[Parte di un file di dati]
↓
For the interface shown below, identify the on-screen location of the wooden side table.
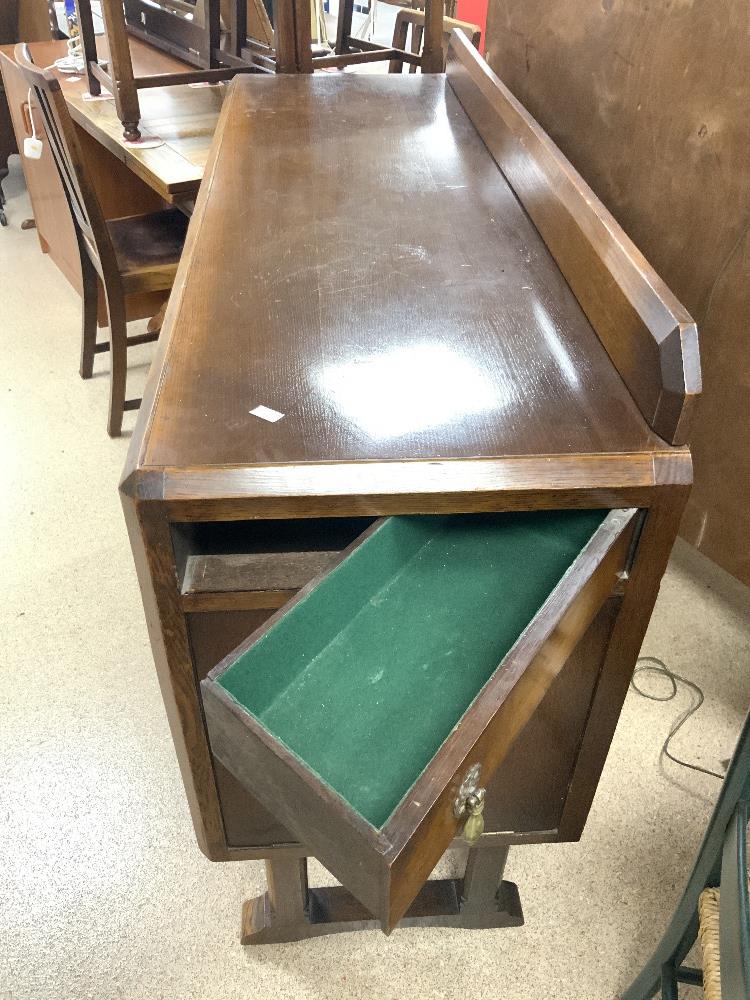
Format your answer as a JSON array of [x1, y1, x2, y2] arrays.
[[121, 35, 700, 943]]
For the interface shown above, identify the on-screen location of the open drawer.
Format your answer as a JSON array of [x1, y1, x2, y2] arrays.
[[201, 510, 637, 931]]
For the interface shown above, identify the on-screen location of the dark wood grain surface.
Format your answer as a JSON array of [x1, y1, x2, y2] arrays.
[[9, 37, 227, 202], [142, 76, 663, 467]]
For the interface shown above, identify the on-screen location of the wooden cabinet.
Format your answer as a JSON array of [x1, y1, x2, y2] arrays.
[[121, 37, 700, 943]]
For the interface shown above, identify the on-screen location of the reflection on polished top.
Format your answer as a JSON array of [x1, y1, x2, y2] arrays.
[[141, 74, 665, 466]]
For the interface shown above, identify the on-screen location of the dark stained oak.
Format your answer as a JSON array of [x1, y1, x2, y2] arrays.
[[144, 75, 662, 474], [121, 35, 699, 942], [14, 44, 187, 437]]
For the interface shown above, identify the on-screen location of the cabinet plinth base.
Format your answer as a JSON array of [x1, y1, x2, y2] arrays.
[[240, 848, 524, 945]]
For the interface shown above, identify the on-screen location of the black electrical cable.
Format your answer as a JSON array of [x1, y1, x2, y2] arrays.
[[630, 656, 724, 781]]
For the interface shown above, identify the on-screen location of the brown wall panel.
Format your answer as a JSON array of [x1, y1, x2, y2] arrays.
[[487, 0, 750, 584]]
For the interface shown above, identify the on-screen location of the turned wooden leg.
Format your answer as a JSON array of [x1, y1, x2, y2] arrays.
[[146, 299, 169, 334], [335, 0, 354, 55], [106, 284, 128, 437], [78, 250, 99, 378], [122, 118, 141, 142]]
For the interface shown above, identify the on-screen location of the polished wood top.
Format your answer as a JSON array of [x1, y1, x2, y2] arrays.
[[138, 75, 666, 480], [0, 37, 227, 203]]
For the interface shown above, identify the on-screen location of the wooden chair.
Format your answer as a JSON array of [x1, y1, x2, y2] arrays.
[[15, 44, 188, 437], [623, 715, 750, 1000], [388, 7, 482, 73], [332, 0, 444, 73]]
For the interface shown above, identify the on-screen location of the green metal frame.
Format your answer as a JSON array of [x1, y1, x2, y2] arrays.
[[623, 715, 750, 1000]]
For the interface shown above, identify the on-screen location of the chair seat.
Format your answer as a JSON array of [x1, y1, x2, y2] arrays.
[[107, 208, 188, 292]]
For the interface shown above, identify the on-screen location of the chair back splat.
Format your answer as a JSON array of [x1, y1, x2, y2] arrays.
[[14, 43, 117, 286]]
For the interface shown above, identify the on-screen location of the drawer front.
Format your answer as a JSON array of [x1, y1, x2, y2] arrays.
[[202, 511, 636, 931]]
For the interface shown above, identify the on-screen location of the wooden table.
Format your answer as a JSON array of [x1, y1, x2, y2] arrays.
[[0, 33, 226, 322], [121, 35, 700, 943]]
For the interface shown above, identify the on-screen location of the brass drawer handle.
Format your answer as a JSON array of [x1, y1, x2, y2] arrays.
[[453, 764, 486, 844]]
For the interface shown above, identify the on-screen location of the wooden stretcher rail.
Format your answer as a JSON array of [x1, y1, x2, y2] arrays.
[[447, 31, 701, 445]]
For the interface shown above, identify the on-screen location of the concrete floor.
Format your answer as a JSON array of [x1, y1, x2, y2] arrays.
[[0, 158, 750, 1000]]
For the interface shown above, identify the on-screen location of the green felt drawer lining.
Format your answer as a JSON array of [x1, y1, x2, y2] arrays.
[[219, 510, 608, 828]]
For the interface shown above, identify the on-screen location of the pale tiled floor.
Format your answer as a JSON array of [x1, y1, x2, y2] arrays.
[[0, 159, 750, 1000]]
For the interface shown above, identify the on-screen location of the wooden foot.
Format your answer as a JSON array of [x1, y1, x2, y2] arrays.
[[240, 848, 523, 944]]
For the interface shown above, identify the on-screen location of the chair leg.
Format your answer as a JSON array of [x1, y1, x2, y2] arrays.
[[661, 962, 679, 1000], [106, 291, 128, 437], [78, 253, 99, 378]]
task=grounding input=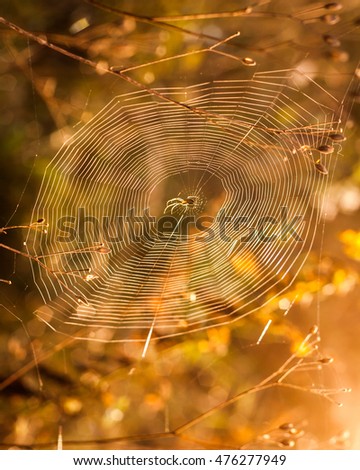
↑
Riscrivi tutte le voci sostituendo "interface" con "image" e lasciando invariato tutto il resto. Non includere le immagini nella risposta.

For the image shown below, identify the on-screen location of the wooden side table.
Format your answer as a JSON array of [x1, y1, x2, y2] arrays.
[[121, 35, 700, 943]]
For the image shown above, identify the on-screen location of the open drawer.
Format your answer as a JSON array of [x1, y1, x2, y2] arrays.
[[201, 510, 637, 931]]
For the image shown above, identify the on-screen location of the dark wood grain surface.
Format your answer as a JSON array of [x1, y1, x2, y2] arrays.
[[9, 37, 227, 202], [142, 76, 663, 467]]
For the image shown above, identify the on-screen location of the wooden cabinet.
Format your answer as a JSON array of [x1, y1, x2, y2] arrays.
[[121, 37, 700, 943]]
For the image shown above, identify the on-screen location of the reflection on polished top.
Format your answer as a JSON array of [x1, y1, x2, y2] arrays.
[[141, 74, 665, 466]]
For the image shown above, identify the on-screen location of the dark stained oak.
Format your answer as a JSON array of [x1, y1, x2, y2] arrays.
[[144, 75, 662, 474], [121, 35, 699, 942], [14, 44, 187, 437]]
For the image shown above, identify the on-screen location of the cabinet plinth base.
Format your answer as a JSON array of [x1, y1, x2, y2] arrays.
[[240, 848, 524, 945]]
For the image shown above, identify the on-screen location of the black electrical cable.
Format your answer as a JSON array of [x1, y1, x2, y2] arrays.
[[630, 656, 724, 781]]
For the image shown above, identify the on-screen location of the brown wall panel.
Format your answer as a JSON array of [x1, y1, x2, y2] arrays.
[[487, 0, 750, 584]]
For the image shown above, identify the on-screen location of the turned wooden leg.
Format your answer as a JSON array of [x1, y1, x2, y2] arrays.
[[146, 299, 169, 334], [335, 0, 354, 55], [106, 284, 128, 437], [78, 250, 99, 378], [122, 118, 141, 142]]
For the image shown above, identify the on-screen location of the polished wood top.
Format your answer as a JSON array of [x1, y1, x2, y2] arrays.
[[138, 75, 666, 480], [0, 37, 227, 203]]
For the image shown above, identify the on-screen location of the wooden chair.
Format your answer as a JSON array of [x1, y1, x2, y2] arrays.
[[15, 44, 188, 437], [623, 715, 750, 1000], [388, 7, 482, 73], [332, 0, 444, 73]]
For the image shown above, identify the on-screen location of the green metal frame.
Format your answer as a JSON array of [x1, y1, x2, y2] arrays.
[[623, 715, 750, 1000]]
For the image shown above, identify the on-screen location of the chair seat.
Format your answer as a JSON array of [x1, y1, x2, y2] arrays.
[[107, 208, 188, 292]]
For the image shown above, identify the on-screen location of the chair back splat.
Format your answer as a JSON array of [x1, y1, x2, y2] arrays.
[[14, 43, 117, 286]]
For the image shown above, identify the on-screen location of the drawer front.
Format your answer as a JSON array of [x1, y1, x2, y2] arrays.
[[202, 511, 636, 931]]
For the image shown above, identify the on-screen location of the wooden table.
Format your answer as a JSON array of [x1, y1, x2, y2] arrays.
[[0, 33, 226, 322], [121, 35, 700, 943]]
For the image shown above, identify the on-screen location of the brass drawer handle.
Format your answer as a JSON array of [x1, y1, x2, y2] arrays.
[[453, 764, 486, 844]]
For the image shown above, identify the on-screen location of the wooden stretcher rail.
Format your answer as a JSON array of [x1, y1, x2, y2] arrays.
[[447, 31, 701, 445]]
For the image shown above, identify the on-screen location of the concrete floor.
Format your answer as a JSON array of [x1, y1, x2, y2] arrays.
[[0, 158, 750, 1000]]
For the image shown above, identify the on-screen location of the green felt drawer lining.
Format your answer as a JSON array of [x1, y1, x2, y2] arrays.
[[219, 510, 608, 828]]
For the image shown above, identify the on-screen location of the pale tiled floor.
Format your answer as a JSON array of [x1, y1, x2, y2] arrays.
[[0, 159, 750, 1000]]
For the image shown above, identify the on-screen location of the wooden foot.
Format your answer as a JSON array of [x1, y1, x2, y2] arrays.
[[240, 848, 523, 944]]
For the image shown above, identify the on-screen location of the chair leg.
Format your answer as a JSON array of [x1, y1, x2, y2] arrays.
[[661, 962, 679, 1000], [106, 291, 128, 437], [78, 253, 99, 378]]
task=grounding input=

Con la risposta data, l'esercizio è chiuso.